(Items stored from a collection)
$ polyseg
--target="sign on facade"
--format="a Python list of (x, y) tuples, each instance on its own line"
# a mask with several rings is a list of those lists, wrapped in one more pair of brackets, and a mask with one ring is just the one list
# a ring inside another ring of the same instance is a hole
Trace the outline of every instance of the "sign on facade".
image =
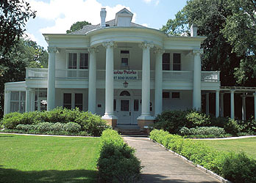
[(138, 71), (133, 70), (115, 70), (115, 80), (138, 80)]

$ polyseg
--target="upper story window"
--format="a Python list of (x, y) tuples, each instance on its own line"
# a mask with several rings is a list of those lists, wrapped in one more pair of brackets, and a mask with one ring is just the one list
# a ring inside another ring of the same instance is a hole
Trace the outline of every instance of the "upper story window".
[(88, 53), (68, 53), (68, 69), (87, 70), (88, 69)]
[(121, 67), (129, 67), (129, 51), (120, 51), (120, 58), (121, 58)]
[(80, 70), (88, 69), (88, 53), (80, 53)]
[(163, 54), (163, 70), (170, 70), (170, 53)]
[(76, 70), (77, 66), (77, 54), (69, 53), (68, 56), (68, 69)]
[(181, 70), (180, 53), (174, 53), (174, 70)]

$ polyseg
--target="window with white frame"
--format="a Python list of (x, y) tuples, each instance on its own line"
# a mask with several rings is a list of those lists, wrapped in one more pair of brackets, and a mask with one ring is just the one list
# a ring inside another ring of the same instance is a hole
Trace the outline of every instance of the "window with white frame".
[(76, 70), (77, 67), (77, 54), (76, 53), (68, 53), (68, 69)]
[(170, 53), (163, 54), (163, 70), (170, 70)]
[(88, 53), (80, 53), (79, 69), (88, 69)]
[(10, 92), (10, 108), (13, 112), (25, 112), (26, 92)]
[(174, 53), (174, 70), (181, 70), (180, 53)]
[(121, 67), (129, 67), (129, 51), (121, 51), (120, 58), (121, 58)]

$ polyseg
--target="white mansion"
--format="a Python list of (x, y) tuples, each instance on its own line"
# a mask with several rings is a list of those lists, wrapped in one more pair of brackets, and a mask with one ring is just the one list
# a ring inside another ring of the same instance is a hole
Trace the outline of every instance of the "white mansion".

# The request:
Collect every line of the rows above that contains the string "facade". Case counts.

# Result of the exercise:
--target="sign on facade"
Trace the outline of every instance of the "sign on facade".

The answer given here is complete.